### Extrait
****************
Les biens communs sont notre relation à toutes ces choses, comment nous les partageons, comment nous les utilisons. Les biens communs sont la représentation vivante de nos relations sociales, en permanence. On devrait plutôt utiliser une action (mettre en commun) plutôt qu’un nom (bien communs). Les biens communs sont une catégorie à part de production et d’usage du savoir et des biens matériels, où la valeur de l’usage est privilégiée par rapport à la valeur marchande. Mettre en commun est une pratique qui nous permet de prendre nos vies en main et de protéger, de développer ce qui nous est commun plutôt que d’assister à son enfermement et sa privatisation.
****************
### Données fournies

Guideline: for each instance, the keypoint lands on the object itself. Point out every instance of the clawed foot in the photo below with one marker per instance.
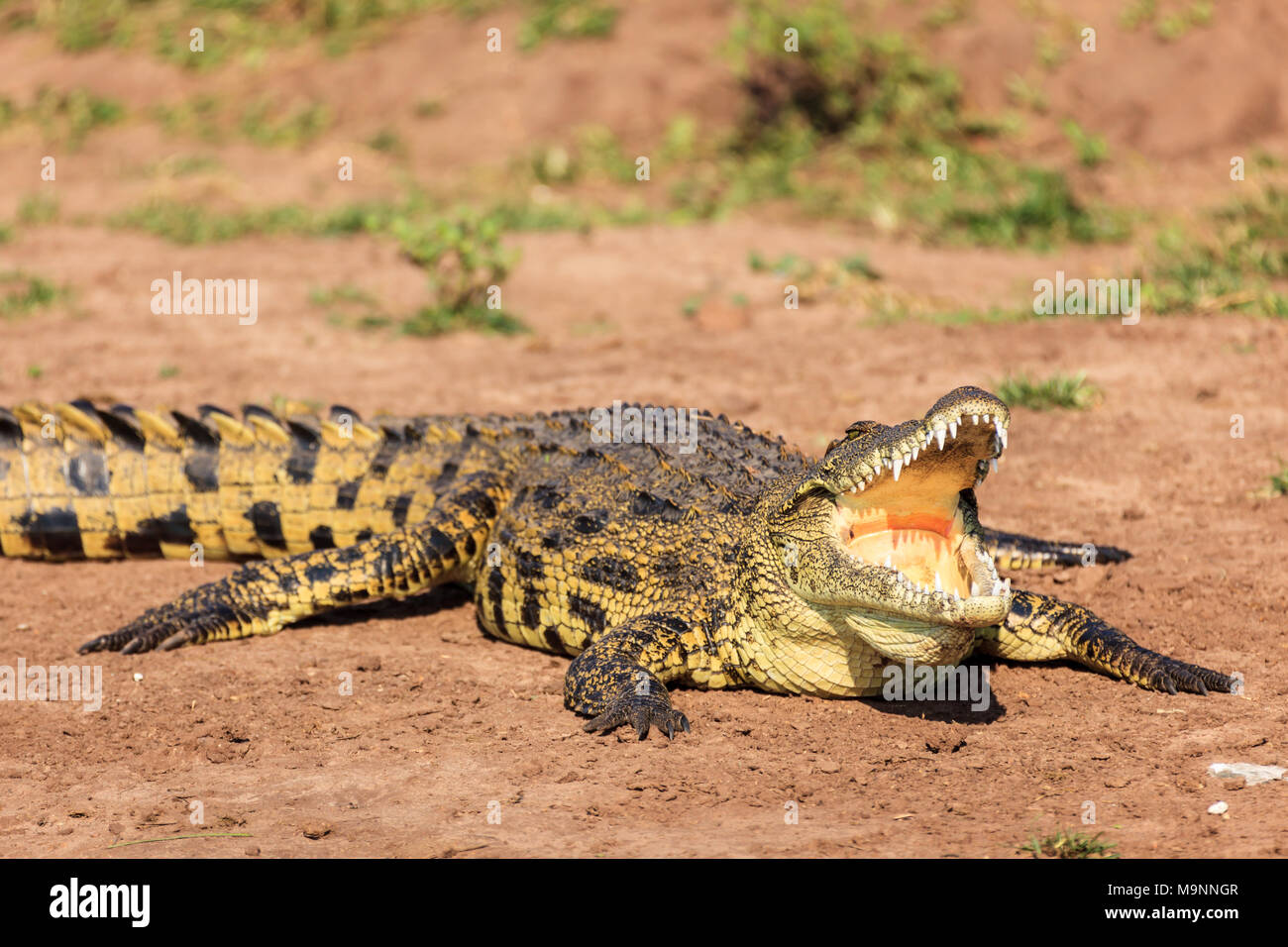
(165, 628)
(1162, 673)
(642, 711)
****************
### Exercices
- 1) Selon l'extrait sur les biens communs, quelle valeur y est privilégiée par rapport à la valeur marchande ?
- 2) Prolongez le texte sur les biens communs en reprenant juste après sa dernière phrase.

### Réponses successives
- 1) La valeur de l'usage.

- 2)
Les droits des bénéficiaire des biens communs sont indépendants des conventions formelles et du droit positif. Nous en disposons sans avoir à demander la permission et nous les partageons. Les biens communs offrent une liberté autre que celle du marché. La bonne nouvelle, c’est qu’en nous concentrant sur les biens communs, nous sortons les choses de la sphère marchande pour les mettre dans la sphère commune, nous mettons l’accent sur comment les sortir de l’autorité et de la responsabilité détenue par une bureaucratie fédérale pour aller vers une gestion des biens communs par leurs utilisateurs et la myriade de possibilités qu’elle offre, et enfin nous nous concentrons sur de nombreux problèmes et de nombreuses ressources, comme 75% de la biomasse mondiale, qui n’ont pas encore été transformés en marchandise. Voilà qui est encourageant.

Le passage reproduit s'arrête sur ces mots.